Records for the task ->
====================

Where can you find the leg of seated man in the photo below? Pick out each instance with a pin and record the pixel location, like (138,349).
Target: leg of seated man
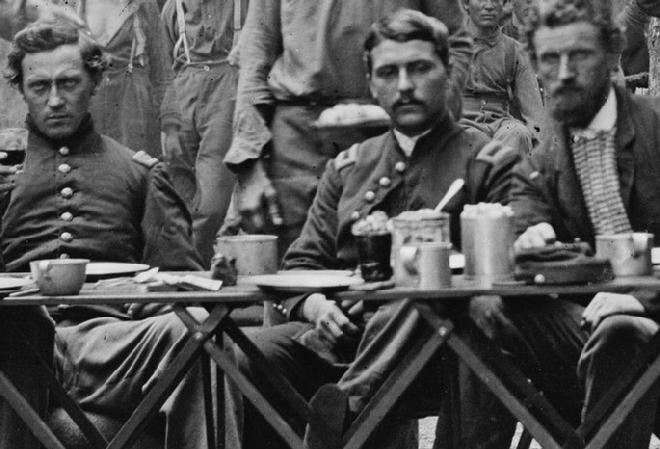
(107,365)
(304,369)
(611,348)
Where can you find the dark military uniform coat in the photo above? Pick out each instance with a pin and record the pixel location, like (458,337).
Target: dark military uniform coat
(377,175)
(545,187)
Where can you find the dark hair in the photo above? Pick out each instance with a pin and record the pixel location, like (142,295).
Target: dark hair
(554,13)
(405,25)
(45,36)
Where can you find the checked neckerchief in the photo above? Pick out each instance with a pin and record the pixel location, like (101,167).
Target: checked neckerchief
(595,162)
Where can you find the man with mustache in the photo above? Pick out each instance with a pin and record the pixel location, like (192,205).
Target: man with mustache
(500,80)
(409,167)
(596,173)
(297,59)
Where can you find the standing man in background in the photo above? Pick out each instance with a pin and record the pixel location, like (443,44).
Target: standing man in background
(200,37)
(298,58)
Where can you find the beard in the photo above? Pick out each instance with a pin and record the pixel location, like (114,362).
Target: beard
(576,106)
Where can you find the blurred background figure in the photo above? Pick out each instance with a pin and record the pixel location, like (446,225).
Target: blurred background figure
(200,36)
(299,58)
(502,96)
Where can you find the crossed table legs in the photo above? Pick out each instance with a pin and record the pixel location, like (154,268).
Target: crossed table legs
(515,391)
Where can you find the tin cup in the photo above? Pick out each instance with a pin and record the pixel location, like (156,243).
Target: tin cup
(629,253)
(424,266)
(59,276)
(374,256)
(255,254)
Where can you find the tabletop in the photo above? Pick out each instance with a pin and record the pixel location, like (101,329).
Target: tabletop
(246,293)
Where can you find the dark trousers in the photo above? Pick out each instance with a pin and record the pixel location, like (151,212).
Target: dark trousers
(573,368)
(389,334)
(18,326)
(206,99)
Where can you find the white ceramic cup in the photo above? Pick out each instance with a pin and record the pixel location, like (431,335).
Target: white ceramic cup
(424,266)
(255,254)
(629,253)
(59,276)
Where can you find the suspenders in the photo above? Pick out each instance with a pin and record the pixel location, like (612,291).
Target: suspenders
(181,24)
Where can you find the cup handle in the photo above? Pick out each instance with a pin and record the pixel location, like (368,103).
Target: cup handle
(640,244)
(409,257)
(44,268)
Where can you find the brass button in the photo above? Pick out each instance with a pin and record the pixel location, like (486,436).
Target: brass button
(66,192)
(66,236)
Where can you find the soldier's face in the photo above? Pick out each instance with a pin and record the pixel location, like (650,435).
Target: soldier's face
(485,13)
(574,67)
(409,80)
(57,90)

====================

What is being asked -> Each line from the one containing "Where can you find the white" to the end of the records should be echoed exactly, and no other line.

Expected answer ->
Where can you find the white ceramic cup in the photo above? Pick out each instance with a pin and record the pixel location, like (431,335).
Target: white ceramic cup
(424,266)
(255,254)
(629,253)
(59,276)
Where can you find the suspenders in the photo above? Pick out each instance with a pin and record the pixel location, like (612,291).
Target: suspenders
(181,24)
Where can you find the cup handle in the photo above? Pick out each instance with a pin and record the pixel location, like (368,103).
Target: cup handle
(640,244)
(409,257)
(44,268)
Where can you find the brass button in the photo above? Pick out each instance with a pin and record the pixel location, like (486,436).
Target: brass button
(66,192)
(66,236)
Where can you find the soldier's face in the photo above? Pick out each instance with a pin and record the pixel location, like (650,435).
Target: soldier's face
(485,13)
(574,67)
(409,80)
(57,90)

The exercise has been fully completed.